[Saved entries]

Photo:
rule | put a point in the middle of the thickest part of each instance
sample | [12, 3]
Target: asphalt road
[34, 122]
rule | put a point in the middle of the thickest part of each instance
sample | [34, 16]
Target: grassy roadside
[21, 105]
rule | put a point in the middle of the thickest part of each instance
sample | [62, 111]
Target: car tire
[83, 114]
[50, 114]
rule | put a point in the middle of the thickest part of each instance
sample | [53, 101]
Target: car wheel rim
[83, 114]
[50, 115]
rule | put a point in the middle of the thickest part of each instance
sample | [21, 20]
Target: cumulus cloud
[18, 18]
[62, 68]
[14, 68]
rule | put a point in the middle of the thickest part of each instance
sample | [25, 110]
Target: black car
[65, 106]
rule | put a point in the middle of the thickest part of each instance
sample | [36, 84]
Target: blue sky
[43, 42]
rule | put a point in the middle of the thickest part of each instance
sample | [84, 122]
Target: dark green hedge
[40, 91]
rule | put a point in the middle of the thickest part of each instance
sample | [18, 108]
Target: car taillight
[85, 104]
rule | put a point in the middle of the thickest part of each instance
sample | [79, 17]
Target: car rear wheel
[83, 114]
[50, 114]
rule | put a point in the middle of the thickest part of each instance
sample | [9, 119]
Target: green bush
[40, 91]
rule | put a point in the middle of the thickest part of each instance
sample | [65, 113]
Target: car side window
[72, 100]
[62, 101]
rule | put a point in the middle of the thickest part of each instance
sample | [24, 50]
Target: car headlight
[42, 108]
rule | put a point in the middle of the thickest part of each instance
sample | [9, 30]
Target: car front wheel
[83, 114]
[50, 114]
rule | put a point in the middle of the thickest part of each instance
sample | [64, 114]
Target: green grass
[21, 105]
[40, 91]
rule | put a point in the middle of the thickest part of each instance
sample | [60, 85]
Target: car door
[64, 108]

◆ **Work task**
Write the data above out again in full, with every word as given.

◆ **Solved exercise**
Photo:
rule | put a point in the middle of the thickest part of each instance
sample | [12, 3]
Target: asphalt road
[34, 122]
rule | put a point in the middle of the thickest part of each instance
sample | [34, 16]
Target: grassy roadside
[21, 105]
rule | put a point in the middle of the thickest part of each instance
sample | [62, 111]
Target: car tire
[83, 114]
[50, 114]
rule | put a point in the middle of the thickest part of each instance
sample | [53, 101]
Target: car wheel rim
[83, 114]
[50, 115]
rule | put a point in the middle of the thickest part of each instance
sample | [21, 20]
Target: cumulus cloud
[18, 18]
[62, 68]
[14, 68]
rule | put a point in the middle of the thickest part of each instance
sample | [25, 110]
Target: black car
[65, 106]
rule | put a point in the middle of the thickest part of each instance
sample | [36, 84]
Target: blue sky
[43, 42]
rule | put a point in the middle of the thickest part of each instance
sample | [84, 122]
Target: dark green hedge
[40, 91]
rule | put a point in the middle of the thickest part of each instance
sample | [18, 108]
Target: car taillight
[85, 104]
rule | put a point in the middle of the thickest part of each instance
sample | [79, 17]
Target: car rear wheel
[83, 114]
[50, 114]
rule | put a point in the middle of the thickest part of each instance
sample | [9, 119]
Target: green bush
[40, 91]
rule | put a point in the middle of the thickest part of each instance
sample | [65, 113]
Target: car side window
[72, 100]
[62, 101]
rule | put a point in the middle of the thickest part of each instance
sample | [24, 50]
Target: car headlight
[42, 108]
rule | put a point in the middle of the thickest part of each instance
sample | [9, 30]
Target: car front wheel
[83, 114]
[50, 114]
rule | put a point in the middle of the thickest part of each instance
sample | [64, 114]
Target: green grass
[21, 105]
[40, 91]
rule | put a point in the middle of the thickest part of each instance
sample | [60, 85]
Target: car door
[64, 108]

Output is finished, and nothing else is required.